(Saved entries)
━━━━
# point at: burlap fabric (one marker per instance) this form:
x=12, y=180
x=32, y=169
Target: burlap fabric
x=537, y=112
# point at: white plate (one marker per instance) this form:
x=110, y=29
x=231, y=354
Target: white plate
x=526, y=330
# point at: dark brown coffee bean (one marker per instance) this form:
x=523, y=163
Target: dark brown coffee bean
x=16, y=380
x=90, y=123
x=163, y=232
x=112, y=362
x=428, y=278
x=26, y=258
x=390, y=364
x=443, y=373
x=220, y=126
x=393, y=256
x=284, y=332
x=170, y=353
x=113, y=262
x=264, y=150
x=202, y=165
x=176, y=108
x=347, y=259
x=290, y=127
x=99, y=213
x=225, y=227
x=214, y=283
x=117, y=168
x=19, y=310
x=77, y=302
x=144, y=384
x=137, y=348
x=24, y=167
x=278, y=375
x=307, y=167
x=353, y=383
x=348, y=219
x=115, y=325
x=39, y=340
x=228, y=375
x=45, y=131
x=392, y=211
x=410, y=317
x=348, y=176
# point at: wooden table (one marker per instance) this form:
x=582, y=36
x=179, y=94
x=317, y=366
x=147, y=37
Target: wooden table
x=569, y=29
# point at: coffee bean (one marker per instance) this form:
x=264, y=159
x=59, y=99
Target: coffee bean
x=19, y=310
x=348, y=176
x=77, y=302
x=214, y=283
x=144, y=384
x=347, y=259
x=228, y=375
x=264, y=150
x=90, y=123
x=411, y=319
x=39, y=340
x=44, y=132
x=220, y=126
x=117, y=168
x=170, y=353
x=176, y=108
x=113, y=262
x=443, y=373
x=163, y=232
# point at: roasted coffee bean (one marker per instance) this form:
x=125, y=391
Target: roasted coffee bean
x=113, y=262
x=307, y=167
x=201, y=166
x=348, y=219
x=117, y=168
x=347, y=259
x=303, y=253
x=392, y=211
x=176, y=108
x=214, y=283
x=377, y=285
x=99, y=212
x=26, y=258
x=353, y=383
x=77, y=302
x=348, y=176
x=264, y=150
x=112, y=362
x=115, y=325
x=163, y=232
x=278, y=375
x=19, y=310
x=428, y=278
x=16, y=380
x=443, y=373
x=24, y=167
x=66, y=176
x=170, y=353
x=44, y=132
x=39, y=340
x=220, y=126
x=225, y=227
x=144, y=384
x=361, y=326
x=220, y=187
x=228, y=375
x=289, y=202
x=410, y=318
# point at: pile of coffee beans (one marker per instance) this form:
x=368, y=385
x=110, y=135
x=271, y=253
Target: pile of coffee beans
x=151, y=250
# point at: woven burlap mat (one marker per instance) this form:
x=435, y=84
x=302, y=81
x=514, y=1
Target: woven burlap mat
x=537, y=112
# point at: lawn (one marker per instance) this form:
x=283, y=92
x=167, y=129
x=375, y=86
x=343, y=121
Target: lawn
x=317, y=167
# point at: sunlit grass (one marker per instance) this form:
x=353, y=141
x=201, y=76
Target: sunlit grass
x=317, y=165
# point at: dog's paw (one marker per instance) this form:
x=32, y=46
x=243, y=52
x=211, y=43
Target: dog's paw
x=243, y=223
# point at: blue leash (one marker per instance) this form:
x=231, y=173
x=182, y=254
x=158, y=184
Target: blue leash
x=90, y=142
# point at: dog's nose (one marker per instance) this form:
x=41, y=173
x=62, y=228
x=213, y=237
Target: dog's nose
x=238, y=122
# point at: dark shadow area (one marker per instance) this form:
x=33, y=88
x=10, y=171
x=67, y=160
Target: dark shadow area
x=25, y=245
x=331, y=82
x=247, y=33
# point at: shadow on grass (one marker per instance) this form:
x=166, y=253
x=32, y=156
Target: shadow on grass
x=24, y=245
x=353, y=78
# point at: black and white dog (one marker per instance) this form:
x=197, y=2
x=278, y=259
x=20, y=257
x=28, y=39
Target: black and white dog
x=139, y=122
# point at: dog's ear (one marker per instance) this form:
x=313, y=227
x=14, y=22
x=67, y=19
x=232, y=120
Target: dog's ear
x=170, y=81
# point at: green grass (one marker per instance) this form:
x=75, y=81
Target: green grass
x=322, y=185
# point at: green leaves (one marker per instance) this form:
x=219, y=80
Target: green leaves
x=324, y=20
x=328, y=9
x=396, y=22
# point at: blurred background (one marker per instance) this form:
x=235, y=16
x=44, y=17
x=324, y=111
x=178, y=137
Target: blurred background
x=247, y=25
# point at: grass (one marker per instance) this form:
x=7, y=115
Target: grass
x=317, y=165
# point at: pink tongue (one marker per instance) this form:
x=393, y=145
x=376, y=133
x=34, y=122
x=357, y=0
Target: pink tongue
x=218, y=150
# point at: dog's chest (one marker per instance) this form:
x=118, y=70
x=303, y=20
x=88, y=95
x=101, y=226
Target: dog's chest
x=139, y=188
━━━━
## DESCRIPTION OF THE TASK
Exactly as they appear above, print all the entries.

## REPLY TO THE TASK
# point at: burlap fabric (one marker per instance) this form:
x=12, y=180
x=32, y=169
Target: burlap fabric
x=537, y=112
# point at: white plate (one marker per instance) this form:
x=110, y=29
x=231, y=354
Target: white plate
x=526, y=330
# point at: dark brown coffee bean (one marker per instance) this form:
x=523, y=163
Target: dark brown coffee bean
x=16, y=380
x=90, y=123
x=163, y=232
x=112, y=362
x=428, y=278
x=26, y=258
x=390, y=364
x=443, y=373
x=220, y=126
x=393, y=256
x=284, y=332
x=170, y=353
x=113, y=262
x=264, y=150
x=202, y=165
x=176, y=108
x=347, y=259
x=290, y=127
x=99, y=213
x=225, y=227
x=214, y=283
x=117, y=168
x=19, y=310
x=77, y=302
x=144, y=384
x=137, y=348
x=24, y=167
x=278, y=375
x=307, y=167
x=353, y=383
x=348, y=219
x=115, y=325
x=39, y=340
x=228, y=375
x=45, y=131
x=392, y=211
x=410, y=317
x=348, y=176
# point at: wooden table (one marker per instance) this form:
x=582, y=36
x=179, y=94
x=317, y=366
x=147, y=37
Target: wooden table
x=569, y=29
# point at: coffee bean (one marker per instance) this form:
x=264, y=159
x=59, y=99
Target: coffee bean
x=19, y=310
x=348, y=176
x=77, y=302
x=214, y=283
x=144, y=384
x=347, y=259
x=228, y=375
x=264, y=150
x=90, y=123
x=411, y=319
x=39, y=340
x=44, y=132
x=220, y=126
x=117, y=168
x=170, y=353
x=176, y=108
x=113, y=262
x=443, y=373
x=163, y=232
# point at: roasted coffee bean (one marker per instance) this form:
x=125, y=391
Target: roasted coffee bean
x=113, y=262
x=307, y=167
x=201, y=166
x=348, y=219
x=117, y=168
x=347, y=259
x=303, y=253
x=392, y=211
x=176, y=108
x=214, y=283
x=377, y=285
x=99, y=212
x=26, y=258
x=353, y=383
x=77, y=302
x=348, y=176
x=264, y=150
x=112, y=362
x=115, y=325
x=163, y=232
x=278, y=375
x=19, y=310
x=428, y=278
x=16, y=380
x=443, y=373
x=24, y=167
x=66, y=176
x=170, y=353
x=44, y=132
x=39, y=340
x=220, y=126
x=225, y=227
x=144, y=384
x=361, y=326
x=220, y=187
x=228, y=375
x=289, y=202
x=410, y=318
# point at: pile of coffee beans (one marker per instance) this form:
x=368, y=385
x=110, y=135
x=271, y=253
Target: pile of coffee beans
x=151, y=250
# point at: woven burlap mat (one marker per instance) this form:
x=435, y=84
x=302, y=81
x=514, y=1
Target: woven burlap mat
x=537, y=112
# point at: lawn (one marker per instance) this form:
x=283, y=92
x=167, y=129
x=375, y=86
x=343, y=121
Target: lawn
x=317, y=167
# point at: sunlit grass (one marker per instance) this form:
x=353, y=141
x=201, y=76
Target: sunlit grass
x=317, y=165
# point at: dog's paw (one marker per instance) this form:
x=32, y=46
x=243, y=52
x=211, y=43
Target: dog's paw
x=243, y=223
# point at: blue leash (one marker per instance) this form:
x=231, y=173
x=182, y=254
x=158, y=184
Target: blue leash
x=90, y=142
# point at: dog's nose (one marker per instance) this form:
x=41, y=173
x=62, y=228
x=213, y=237
Target: dog's nose
x=238, y=122
# point at: dark shadow area (one marker per instance) this form:
x=33, y=88
x=10, y=171
x=67, y=160
Target: dark shadow area
x=25, y=245
x=331, y=82
x=247, y=33
# point at: shadow on grass (one marker per instance) this form:
x=166, y=253
x=32, y=156
Target: shadow on grass
x=24, y=245
x=353, y=78
# point at: black and white dog (one marker per instance) this form:
x=197, y=2
x=278, y=259
x=20, y=257
x=28, y=39
Target: black and white dog
x=139, y=122
# point at: dog's ear (one marker per instance) this form:
x=313, y=227
x=14, y=22
x=67, y=19
x=232, y=120
Target: dog's ear
x=170, y=81
# point at: green grass (one marker per instance) this form:
x=75, y=81
Target: green grass
x=322, y=185
# point at: green leaves (one marker per instance) this form:
x=219, y=80
Target: green leaves
x=324, y=20
x=328, y=9
x=396, y=22
# point at: blurred background (one marker per instance) this form:
x=235, y=16
x=44, y=17
x=324, y=111
x=178, y=137
Target: blurred background
x=247, y=25
# point at: grass (one marker per instance) this form:
x=7, y=115
Target: grass
x=317, y=165
# point at: pink tongue (one marker per instance) this form:
x=393, y=145
x=376, y=133
x=34, y=122
x=357, y=0
Target: pink tongue
x=218, y=150
# point at: dog's chest (one marker per instance) this form:
x=118, y=70
x=303, y=20
x=88, y=95
x=101, y=226
Target: dog's chest
x=139, y=188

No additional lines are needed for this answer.